- 要做的事:
1. 从讲用 AI 读第三方包文档的这段节选里摘出一段原文，从“平常开发的时候经常要阅读第三”到“好地帮你过滤掉不相关的信息。”，头尾都算在内。
2. 根据讲用 AI 读第三方包文档的这段节选，回答下面几个问题：
(a) 平常开发时，一开始是怎么读第三方包文档的？
(b) 即便是联网的 LLM，也经常基于什么样的资料胡说八道？
(c) 节选里觉得最好的方式可能是用哪种模型？

- 节选内容:
一个爬取文档站点生成 LLM 知识库语料的 Python 脚本 • 大嘴碎碎念

背景

平常开发的时候经常要阅读第三方包文档。通常是粗读整个文档，对各个模块有概念了以后就上手写，写的时候再去翻文档找调用细节。

这里面其实有两个点可以用 AI 加速：

让它介绍开发包的核心功能和用法。
让它基于第三方包直接实现某个具体的功能函数。

而且大部分情况下，我们并不需要用到第三方包的全部功能，AI 可以很好地帮你过滤掉不相关的信息。

那么问题就来了，即便是联网的 LLM，也经常基于互联网上过时或低质量的资料胡说八道，导致生成的代码或解释不准确。

所以，最好的方式可能是使用非联网模型，并基于第三方包的官方文档进行问答，这样能确保信息的准确性和时效性。

已存的数据条目
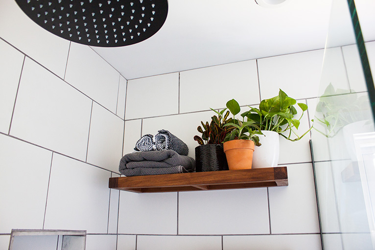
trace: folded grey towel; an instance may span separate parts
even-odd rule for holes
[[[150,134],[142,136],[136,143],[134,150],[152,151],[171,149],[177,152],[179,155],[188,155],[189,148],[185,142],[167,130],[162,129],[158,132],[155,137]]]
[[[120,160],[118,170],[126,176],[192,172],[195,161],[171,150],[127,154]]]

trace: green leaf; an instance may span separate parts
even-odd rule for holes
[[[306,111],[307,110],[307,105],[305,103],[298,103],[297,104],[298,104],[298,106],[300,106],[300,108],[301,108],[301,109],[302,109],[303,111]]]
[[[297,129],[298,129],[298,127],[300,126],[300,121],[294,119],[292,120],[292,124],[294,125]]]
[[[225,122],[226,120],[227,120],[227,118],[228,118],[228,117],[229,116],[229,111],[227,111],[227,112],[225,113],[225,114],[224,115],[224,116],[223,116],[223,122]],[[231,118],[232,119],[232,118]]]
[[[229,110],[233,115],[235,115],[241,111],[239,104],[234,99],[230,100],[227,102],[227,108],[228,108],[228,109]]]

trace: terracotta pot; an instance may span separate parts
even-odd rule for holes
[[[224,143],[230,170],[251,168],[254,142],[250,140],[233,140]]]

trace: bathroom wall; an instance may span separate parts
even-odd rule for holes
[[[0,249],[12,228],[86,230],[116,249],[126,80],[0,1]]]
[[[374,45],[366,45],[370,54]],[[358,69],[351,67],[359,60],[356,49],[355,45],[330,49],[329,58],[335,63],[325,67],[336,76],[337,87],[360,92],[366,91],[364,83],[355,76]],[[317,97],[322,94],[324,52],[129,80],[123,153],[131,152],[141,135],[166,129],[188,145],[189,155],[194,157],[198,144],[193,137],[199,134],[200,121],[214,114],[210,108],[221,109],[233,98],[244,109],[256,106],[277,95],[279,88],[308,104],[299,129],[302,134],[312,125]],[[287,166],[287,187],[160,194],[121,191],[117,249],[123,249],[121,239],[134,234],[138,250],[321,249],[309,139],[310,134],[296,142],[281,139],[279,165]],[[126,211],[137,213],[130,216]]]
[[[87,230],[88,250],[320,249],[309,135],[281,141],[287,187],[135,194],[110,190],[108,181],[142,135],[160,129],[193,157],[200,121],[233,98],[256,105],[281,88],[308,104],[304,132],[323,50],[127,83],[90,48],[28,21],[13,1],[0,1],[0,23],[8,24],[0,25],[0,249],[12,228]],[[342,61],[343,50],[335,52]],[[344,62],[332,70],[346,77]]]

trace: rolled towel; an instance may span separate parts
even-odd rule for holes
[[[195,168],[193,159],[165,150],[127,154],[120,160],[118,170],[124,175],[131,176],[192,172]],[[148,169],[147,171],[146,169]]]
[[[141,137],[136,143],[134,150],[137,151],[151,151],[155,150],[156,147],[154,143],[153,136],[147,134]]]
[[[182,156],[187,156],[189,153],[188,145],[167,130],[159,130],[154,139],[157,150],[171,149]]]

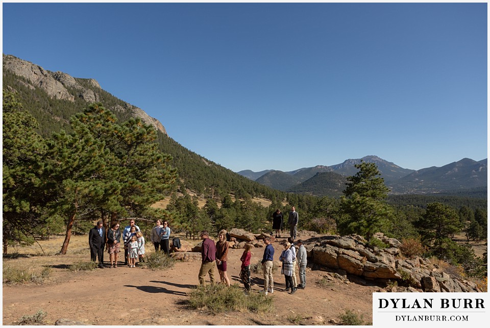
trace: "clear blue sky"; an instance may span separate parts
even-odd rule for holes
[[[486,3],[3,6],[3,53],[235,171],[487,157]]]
--
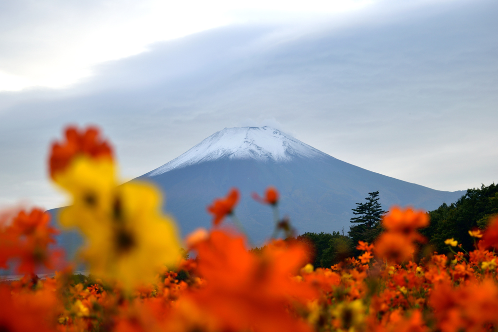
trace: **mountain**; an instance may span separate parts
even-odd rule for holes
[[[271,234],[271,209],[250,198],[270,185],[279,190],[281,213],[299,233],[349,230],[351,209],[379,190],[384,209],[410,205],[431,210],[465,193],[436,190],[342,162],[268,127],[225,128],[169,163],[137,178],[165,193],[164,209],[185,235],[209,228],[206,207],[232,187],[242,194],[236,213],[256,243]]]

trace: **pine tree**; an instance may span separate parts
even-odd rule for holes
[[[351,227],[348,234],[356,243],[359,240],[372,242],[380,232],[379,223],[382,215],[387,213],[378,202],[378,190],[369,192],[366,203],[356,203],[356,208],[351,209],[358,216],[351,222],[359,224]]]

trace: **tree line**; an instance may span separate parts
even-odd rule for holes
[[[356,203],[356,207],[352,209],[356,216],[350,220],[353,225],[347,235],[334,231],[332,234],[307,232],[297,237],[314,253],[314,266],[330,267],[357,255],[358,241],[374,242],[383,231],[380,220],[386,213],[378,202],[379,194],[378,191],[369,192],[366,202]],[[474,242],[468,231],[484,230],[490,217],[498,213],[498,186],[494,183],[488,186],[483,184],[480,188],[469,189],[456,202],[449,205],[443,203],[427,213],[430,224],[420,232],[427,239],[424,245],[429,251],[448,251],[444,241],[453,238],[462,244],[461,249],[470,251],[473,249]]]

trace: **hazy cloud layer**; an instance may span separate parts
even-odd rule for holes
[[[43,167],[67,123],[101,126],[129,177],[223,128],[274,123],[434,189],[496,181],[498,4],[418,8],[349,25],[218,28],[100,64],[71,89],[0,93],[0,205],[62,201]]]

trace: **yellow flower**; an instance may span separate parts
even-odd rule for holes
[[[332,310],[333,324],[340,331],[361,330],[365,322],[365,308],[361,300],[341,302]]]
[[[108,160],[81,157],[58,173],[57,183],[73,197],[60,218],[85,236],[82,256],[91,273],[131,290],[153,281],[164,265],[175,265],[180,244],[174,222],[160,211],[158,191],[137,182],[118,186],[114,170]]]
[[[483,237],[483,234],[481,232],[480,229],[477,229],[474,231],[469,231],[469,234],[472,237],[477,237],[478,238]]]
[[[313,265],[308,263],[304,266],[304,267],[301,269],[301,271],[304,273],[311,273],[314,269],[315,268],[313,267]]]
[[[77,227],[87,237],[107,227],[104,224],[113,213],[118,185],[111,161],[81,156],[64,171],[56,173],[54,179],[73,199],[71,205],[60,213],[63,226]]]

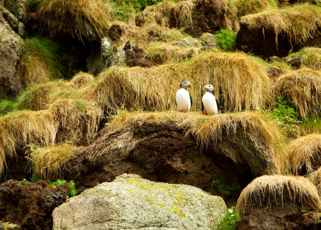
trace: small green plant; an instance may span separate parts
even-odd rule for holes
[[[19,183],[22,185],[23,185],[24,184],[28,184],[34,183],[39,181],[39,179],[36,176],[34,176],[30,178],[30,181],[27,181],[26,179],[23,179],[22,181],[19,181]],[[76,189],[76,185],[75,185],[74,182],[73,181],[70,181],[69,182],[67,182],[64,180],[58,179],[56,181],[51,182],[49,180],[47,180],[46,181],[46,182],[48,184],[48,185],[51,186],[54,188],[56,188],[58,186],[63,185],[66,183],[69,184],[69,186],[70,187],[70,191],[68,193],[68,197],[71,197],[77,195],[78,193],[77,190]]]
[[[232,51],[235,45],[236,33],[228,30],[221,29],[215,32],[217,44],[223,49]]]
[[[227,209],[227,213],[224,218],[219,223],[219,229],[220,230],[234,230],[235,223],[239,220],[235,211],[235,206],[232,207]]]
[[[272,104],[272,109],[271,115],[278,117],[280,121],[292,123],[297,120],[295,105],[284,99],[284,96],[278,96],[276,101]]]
--
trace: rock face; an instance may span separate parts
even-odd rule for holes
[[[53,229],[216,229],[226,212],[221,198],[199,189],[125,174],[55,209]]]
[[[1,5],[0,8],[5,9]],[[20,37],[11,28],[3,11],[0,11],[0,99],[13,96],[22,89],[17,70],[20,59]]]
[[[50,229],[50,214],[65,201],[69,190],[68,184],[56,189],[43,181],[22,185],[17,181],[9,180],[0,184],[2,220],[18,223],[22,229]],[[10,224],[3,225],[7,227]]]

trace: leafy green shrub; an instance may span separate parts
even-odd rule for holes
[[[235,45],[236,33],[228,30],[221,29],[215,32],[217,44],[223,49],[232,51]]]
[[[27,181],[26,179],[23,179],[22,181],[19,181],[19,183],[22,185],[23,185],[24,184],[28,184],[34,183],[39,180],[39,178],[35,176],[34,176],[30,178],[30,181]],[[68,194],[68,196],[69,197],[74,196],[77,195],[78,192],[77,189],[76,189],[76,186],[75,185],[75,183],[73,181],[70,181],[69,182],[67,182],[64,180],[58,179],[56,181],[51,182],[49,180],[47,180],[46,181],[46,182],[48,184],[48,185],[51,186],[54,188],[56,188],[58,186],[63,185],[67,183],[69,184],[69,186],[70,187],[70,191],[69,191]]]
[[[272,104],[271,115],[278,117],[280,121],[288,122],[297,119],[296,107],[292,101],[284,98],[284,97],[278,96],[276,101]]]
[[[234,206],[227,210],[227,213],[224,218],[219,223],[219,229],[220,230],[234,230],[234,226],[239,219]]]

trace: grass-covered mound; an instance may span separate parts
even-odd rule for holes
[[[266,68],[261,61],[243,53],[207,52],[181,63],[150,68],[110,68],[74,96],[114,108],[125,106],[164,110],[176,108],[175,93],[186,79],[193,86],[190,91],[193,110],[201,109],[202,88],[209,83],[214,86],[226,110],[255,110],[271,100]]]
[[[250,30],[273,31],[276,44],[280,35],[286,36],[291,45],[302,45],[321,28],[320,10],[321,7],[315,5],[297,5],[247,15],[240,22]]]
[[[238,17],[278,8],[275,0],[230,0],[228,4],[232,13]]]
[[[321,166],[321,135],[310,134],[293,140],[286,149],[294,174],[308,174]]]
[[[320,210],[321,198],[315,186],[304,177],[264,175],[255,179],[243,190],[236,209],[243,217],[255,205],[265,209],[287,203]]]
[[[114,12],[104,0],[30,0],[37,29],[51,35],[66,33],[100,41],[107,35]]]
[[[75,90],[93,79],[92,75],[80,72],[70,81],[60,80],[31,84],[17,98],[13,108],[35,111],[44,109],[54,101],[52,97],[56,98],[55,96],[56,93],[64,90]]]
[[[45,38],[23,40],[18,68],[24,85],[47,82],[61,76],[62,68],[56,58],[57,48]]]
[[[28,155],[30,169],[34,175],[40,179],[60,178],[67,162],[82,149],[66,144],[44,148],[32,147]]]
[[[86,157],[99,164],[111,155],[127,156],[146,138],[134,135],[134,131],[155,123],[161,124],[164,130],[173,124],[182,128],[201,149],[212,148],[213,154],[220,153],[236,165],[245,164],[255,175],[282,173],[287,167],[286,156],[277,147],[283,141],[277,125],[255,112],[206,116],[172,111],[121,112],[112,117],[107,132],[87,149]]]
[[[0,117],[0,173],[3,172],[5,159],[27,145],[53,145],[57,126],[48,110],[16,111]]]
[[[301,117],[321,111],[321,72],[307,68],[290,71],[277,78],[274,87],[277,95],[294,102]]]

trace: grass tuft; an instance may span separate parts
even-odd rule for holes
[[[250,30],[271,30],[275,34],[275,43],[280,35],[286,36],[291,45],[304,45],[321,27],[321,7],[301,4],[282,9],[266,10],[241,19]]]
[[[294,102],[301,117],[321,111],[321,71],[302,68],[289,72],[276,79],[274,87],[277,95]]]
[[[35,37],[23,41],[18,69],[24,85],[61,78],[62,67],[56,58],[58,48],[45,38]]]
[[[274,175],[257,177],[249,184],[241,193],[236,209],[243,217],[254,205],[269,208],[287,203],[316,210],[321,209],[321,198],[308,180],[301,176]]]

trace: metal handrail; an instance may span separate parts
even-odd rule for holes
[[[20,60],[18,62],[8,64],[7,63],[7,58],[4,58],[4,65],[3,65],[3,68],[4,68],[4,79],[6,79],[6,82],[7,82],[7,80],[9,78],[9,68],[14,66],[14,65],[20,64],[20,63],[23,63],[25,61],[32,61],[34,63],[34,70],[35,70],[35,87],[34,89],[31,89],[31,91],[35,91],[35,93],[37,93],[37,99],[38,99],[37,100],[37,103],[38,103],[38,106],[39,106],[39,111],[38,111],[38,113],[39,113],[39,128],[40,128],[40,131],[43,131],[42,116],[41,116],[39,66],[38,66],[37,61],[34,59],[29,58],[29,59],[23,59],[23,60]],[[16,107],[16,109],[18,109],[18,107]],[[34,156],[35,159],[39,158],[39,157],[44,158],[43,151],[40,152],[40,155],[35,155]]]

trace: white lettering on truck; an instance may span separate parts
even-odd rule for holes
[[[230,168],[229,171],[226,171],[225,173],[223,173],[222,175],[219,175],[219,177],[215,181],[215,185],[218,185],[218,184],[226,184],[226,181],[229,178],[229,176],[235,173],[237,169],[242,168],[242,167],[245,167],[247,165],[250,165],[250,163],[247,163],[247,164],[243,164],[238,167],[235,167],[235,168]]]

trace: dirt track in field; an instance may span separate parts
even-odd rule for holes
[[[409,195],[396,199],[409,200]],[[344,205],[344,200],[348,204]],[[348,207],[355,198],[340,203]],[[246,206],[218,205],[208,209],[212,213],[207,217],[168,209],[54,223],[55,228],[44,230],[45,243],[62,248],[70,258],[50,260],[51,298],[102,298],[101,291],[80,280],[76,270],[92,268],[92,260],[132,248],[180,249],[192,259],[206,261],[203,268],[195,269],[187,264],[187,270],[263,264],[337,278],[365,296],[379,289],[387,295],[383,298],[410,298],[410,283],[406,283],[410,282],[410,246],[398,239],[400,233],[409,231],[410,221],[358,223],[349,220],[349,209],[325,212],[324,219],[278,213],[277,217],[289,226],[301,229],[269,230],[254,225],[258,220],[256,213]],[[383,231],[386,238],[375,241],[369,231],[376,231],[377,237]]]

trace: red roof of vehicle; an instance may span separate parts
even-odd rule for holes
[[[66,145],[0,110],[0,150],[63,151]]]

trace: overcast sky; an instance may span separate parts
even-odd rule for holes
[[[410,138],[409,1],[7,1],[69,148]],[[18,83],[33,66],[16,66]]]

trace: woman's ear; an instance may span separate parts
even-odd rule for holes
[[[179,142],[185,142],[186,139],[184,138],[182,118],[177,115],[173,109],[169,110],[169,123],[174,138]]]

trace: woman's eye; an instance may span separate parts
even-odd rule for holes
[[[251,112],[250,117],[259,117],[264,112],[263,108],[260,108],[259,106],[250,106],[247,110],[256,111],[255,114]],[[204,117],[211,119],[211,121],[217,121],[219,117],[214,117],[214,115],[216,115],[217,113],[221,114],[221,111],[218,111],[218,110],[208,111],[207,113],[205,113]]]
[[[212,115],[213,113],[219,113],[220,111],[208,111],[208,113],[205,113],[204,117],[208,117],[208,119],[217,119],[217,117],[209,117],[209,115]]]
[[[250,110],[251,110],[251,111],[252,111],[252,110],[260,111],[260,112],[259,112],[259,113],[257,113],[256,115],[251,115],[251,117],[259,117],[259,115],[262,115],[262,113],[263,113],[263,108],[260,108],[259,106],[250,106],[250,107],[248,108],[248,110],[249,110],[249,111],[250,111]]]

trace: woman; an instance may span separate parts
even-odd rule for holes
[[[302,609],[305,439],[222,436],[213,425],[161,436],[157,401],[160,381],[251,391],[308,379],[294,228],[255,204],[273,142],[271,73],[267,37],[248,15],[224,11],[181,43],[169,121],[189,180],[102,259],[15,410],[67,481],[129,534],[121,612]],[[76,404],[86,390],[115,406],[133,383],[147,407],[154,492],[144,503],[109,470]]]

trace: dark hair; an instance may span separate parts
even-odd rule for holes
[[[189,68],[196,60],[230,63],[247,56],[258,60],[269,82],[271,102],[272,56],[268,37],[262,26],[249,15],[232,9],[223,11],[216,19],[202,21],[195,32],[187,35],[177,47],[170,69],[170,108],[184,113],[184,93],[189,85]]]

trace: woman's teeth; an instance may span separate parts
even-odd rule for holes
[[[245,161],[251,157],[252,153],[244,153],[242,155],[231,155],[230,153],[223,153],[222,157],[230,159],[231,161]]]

- 回答列表:
1.
平常开发的时候经常要阅读第三方包文档。通常是粗读整个文档，对各个模块有概念了以后就上手写，写的时候再去翻文档找调用细节。

这里面其实有两个点可以用 AI 加速：

让它介绍开发包的核心功能和用法。
让它基于第三方包直接实现某个具体的功能函数。

而且大部分情况下，我们并不需要用到第三方包的全部功能，AI 可以很好地帮你过滤掉不相关的信息。

2.
(a) 粗读整个文档，对各个模块有概念了以后就上手写。
(b) 互联网上过时或低质量的资料。
(c) 非联网模型，并基于第三方包的官方文档进行问答。